EXERCISE TASKS:
(1) Echo the part of the Nestle USA manufacturing passage that runs from "Nestle USA manufacturing" through "a half years.", word for word.
(2) Continue the Nestle USA manufacturing passage from where it stops.

McIntosh oversees 33 production facilities, including all 26 of Nestle USA's. As is common with many Nestle executives, he has moved around within the company, working in eight different locations on five continents during his 27 years with the company.
Nestle favors manufacturing its products in its own plants over contracting-out production because it can better control all aspects of value creation, from marketing and supply chain factors down to technology and plant-floor processes. "That doesn't mean that we will not co-manufacture where there are advantages to doing so, such as speed to market or access to technology," McIntosh says, "but we invariably find that we are much more cost-effective in-house than out-of-house."
Nestle USA manufacturing has rededicated itself to compliance with the deluge of standards and regulations. Nestle USA has been active in certifying to standards such as ISO 14001 (environmental management), OHSAS 18001 (occupational health and safety) and ISO 22000 (food safety management systems). All plants will be certified by 2011, which represents a significant undertaking because these efforts will have been initiated and completed in roughly three and a half years.

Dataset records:
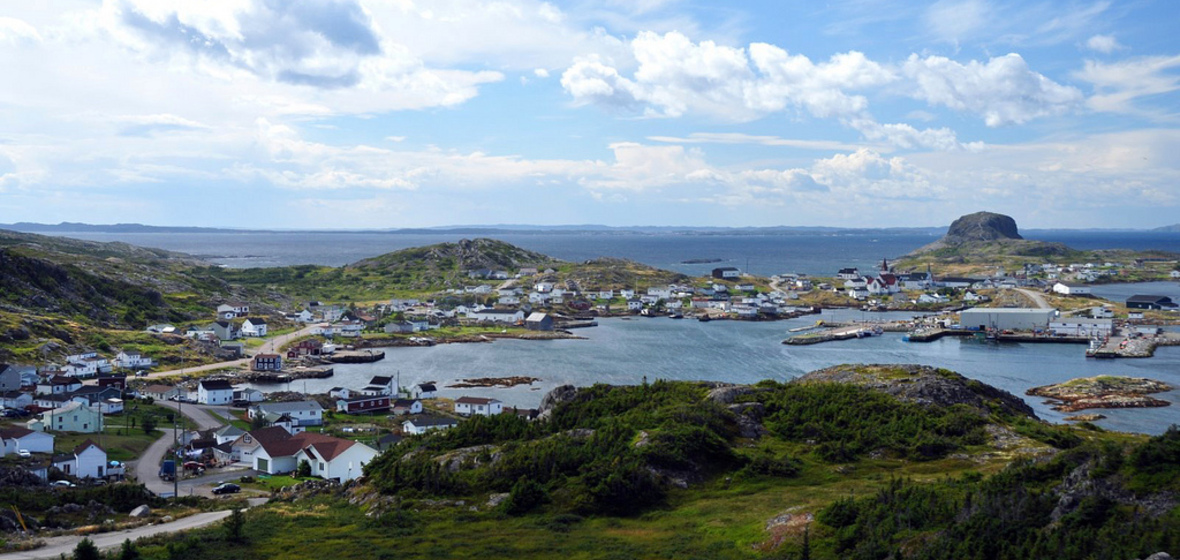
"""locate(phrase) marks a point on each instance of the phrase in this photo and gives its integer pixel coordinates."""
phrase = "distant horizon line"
(137, 228)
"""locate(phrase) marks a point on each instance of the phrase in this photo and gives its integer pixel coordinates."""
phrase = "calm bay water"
(624, 351)
(765, 255)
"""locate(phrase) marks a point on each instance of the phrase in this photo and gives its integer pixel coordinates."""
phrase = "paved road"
(270, 347)
(59, 546)
(1037, 298)
(155, 453)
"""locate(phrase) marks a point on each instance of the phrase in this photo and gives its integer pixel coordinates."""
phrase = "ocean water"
(764, 255)
(630, 350)
(625, 351)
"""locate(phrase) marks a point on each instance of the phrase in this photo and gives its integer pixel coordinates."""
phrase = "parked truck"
(168, 470)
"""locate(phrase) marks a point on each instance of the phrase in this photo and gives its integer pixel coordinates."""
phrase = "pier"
(356, 356)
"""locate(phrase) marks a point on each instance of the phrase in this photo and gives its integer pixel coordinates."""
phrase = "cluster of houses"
(59, 402)
(382, 396)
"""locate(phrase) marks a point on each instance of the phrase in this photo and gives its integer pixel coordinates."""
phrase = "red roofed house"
(267, 362)
(275, 450)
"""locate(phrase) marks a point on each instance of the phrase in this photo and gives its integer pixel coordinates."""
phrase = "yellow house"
(73, 416)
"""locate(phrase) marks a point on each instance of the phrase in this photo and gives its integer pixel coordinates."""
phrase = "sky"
(408, 113)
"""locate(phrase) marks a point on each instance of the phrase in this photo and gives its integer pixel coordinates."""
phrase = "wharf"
(1133, 347)
(834, 334)
(356, 356)
(288, 375)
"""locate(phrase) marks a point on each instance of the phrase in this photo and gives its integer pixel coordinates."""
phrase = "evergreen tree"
(86, 551)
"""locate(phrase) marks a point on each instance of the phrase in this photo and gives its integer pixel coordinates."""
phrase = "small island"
(1103, 391)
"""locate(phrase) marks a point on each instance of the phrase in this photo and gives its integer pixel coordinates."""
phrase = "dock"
(836, 334)
(1115, 347)
(356, 356)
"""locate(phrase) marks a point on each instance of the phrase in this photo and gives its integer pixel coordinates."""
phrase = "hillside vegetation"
(59, 295)
(852, 462)
(430, 269)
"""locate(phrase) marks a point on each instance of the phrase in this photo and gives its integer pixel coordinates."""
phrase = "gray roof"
(289, 407)
(433, 421)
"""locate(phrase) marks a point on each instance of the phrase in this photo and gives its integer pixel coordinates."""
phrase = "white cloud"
(18, 32)
(908, 137)
(954, 20)
(676, 76)
(761, 139)
(1003, 91)
(1119, 85)
(1103, 44)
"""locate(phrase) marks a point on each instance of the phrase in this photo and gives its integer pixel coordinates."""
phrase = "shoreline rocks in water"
(1103, 391)
(516, 380)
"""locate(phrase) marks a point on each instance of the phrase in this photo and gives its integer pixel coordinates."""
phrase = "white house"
(15, 439)
(110, 406)
(467, 406)
(1072, 289)
(236, 308)
(424, 390)
(254, 327)
(90, 461)
(215, 391)
(341, 460)
(275, 450)
(73, 416)
(421, 426)
(15, 399)
(401, 407)
(509, 316)
(306, 413)
(126, 360)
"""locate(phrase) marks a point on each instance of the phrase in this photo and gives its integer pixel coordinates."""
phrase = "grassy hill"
(59, 294)
(850, 462)
(430, 269)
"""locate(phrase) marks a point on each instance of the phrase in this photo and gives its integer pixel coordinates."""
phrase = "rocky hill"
(923, 384)
(982, 226)
(450, 258)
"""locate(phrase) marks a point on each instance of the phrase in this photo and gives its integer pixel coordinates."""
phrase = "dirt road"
(64, 546)
(1037, 298)
(270, 347)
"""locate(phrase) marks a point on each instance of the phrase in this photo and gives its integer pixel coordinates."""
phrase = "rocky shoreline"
(512, 381)
(1102, 391)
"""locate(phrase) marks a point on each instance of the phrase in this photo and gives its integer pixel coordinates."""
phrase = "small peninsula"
(1103, 391)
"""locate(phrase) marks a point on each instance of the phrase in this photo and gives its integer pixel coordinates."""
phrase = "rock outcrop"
(982, 226)
(922, 384)
(1103, 391)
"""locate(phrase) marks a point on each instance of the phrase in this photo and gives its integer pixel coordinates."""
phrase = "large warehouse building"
(1007, 318)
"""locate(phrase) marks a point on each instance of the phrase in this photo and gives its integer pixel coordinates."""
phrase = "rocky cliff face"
(982, 226)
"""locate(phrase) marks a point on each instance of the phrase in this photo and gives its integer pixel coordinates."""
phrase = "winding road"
(64, 546)
(270, 347)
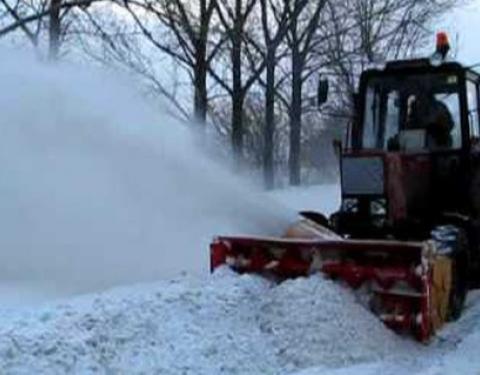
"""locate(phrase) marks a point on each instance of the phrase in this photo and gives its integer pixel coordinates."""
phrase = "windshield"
(412, 113)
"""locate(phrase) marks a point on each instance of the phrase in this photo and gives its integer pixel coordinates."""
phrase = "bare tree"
(30, 17)
(193, 44)
(234, 16)
(301, 36)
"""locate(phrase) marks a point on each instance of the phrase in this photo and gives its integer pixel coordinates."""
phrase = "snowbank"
(226, 324)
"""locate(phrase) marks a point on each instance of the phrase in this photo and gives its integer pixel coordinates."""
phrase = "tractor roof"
(420, 66)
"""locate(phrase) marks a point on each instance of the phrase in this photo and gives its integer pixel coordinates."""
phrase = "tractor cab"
(413, 152)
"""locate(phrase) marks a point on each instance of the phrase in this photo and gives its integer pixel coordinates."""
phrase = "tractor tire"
(453, 242)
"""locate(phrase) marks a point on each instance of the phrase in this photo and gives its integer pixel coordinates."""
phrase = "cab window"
(472, 100)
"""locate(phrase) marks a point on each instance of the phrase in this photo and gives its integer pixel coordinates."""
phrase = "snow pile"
(313, 320)
(226, 324)
(98, 189)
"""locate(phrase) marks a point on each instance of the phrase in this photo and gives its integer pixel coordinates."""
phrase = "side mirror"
(356, 103)
(337, 147)
(322, 93)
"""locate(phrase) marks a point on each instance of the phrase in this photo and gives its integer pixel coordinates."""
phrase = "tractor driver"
(426, 112)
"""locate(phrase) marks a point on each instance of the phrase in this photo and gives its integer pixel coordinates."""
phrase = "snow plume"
(97, 189)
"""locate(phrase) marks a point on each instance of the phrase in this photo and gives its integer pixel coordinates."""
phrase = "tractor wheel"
(453, 242)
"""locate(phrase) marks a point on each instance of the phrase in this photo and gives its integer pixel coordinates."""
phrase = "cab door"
(472, 89)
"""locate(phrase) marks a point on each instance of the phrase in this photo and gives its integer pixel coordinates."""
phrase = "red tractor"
(407, 231)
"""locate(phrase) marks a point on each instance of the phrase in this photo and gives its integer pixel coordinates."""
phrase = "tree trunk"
(269, 132)
(200, 83)
(237, 89)
(295, 123)
(237, 127)
(54, 29)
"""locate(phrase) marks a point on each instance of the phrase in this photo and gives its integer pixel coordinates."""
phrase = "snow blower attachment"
(396, 280)
(406, 236)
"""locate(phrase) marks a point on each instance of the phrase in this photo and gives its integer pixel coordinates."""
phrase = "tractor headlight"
(378, 207)
(350, 205)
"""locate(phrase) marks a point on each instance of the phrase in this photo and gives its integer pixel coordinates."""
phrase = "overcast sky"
(465, 23)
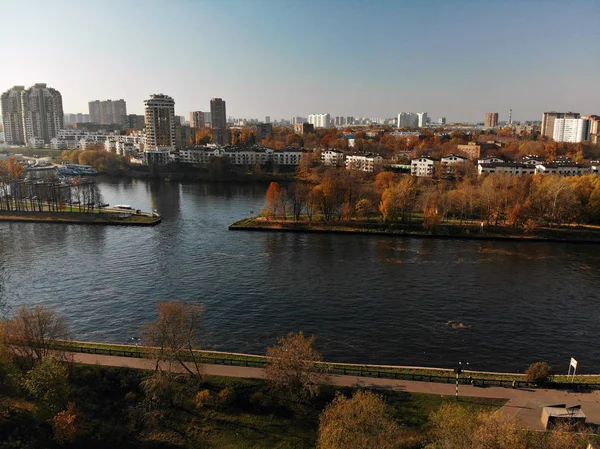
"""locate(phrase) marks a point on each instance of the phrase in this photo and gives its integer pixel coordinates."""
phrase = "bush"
(227, 396)
(538, 372)
(203, 398)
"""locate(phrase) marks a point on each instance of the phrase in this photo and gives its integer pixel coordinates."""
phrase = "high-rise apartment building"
(319, 120)
(491, 120)
(42, 113)
(218, 114)
(548, 118)
(197, 119)
(408, 120)
(12, 116)
(160, 123)
(573, 130)
(108, 112)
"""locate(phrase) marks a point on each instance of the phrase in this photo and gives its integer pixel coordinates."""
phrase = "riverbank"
(569, 234)
(94, 218)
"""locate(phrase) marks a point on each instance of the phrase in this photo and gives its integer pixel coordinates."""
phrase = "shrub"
(203, 398)
(227, 396)
(538, 372)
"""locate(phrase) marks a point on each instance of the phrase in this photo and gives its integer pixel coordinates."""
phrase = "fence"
(337, 369)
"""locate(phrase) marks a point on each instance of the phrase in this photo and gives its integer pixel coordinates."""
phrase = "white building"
(319, 120)
(408, 120)
(332, 157)
(424, 166)
(368, 162)
(572, 130)
(160, 123)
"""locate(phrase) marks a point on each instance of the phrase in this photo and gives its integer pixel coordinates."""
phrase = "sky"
(453, 58)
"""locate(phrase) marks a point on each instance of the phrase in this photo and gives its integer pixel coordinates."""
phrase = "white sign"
(573, 363)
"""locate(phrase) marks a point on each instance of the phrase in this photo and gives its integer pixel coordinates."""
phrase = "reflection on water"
(499, 305)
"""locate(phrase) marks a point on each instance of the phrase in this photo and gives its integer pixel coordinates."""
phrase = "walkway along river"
(369, 299)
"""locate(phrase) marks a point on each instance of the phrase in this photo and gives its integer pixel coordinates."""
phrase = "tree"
(34, 331)
(48, 383)
(363, 422)
(293, 369)
(538, 372)
(176, 333)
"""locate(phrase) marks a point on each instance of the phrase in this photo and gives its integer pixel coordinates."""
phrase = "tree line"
(494, 200)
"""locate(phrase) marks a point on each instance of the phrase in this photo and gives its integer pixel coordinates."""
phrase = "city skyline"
(273, 70)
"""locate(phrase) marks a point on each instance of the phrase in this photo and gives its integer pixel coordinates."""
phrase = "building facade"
(548, 118)
(491, 120)
(573, 130)
(43, 114)
(319, 120)
(108, 112)
(197, 119)
(160, 123)
(218, 113)
(12, 116)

ANSWER SECTION:
(1)
Nestle USA manufacturing has rededicated itself to compliance with the deluge of standards and regulations. Nestle USA has been active in certifying to standards such as ISO 14001 (environmental management), OHSAS 18001 (occupational health and safety) and ISO 22000 (food safety management systems). All plants will be certified by 2011, which represents a significant undertaking because these efforts will have been initiated and completed in roughly three and a half years.

(2)
Complying is resource-intensive, so Nestle set out to consolidate its way of managing its standards and all management practices. A new program called Nestle Continuous Excellence (NCE) is being implemented across all plants. It's a management system that consolidates the principles of Lean Manufacturing, Total Productive Management, Six Sigma, 5S and other methods familiar to followers of the Toyota Production System and other quality and productivity disciplines.
NCE is intended to eliminate confusion while helping manage improvements. Now, quality and productivity are linked under the same program as rooting-out waste in all its forms. McIntosh says it's paying off in relation to prior efforts with early reports of "far more success in engaging employees -- all employees, including management -- in driving improvements in our manufacturing operations."
Under the unified system, corporate vision and mission statements cascade down to business units, plants and work groups or cells defining their own goals. This alignment is critical, McIntosh says, "because people can only make decisions and deliver on objectives if they understand the context in which they are working."
Such efforts are paying off with "significant improvements in all areas -- safety, consumer complaints, consistency of products, performance of production lines or the overall operation of the supply chain."
The umbrella initiative in turn feeds another key focus for Nestle USA manufacturing: sustaining a competitive advantage. Beyond any single new technology, product or metric, keeping that advantage is rooted in the ability to "deliver what your customers and consumers want; and to be able to do it in a way that is consistent and which brings to them a sense of quality they do not get from the competitor," McIntosh says.
Now that the era of restructuring appears to be ending, Nestle USA is ready for another growth phase. A prime example is this year's opening of the beverage division plant in Anderson, Ind. -- the largest single capital investment in the history of Nestle SA.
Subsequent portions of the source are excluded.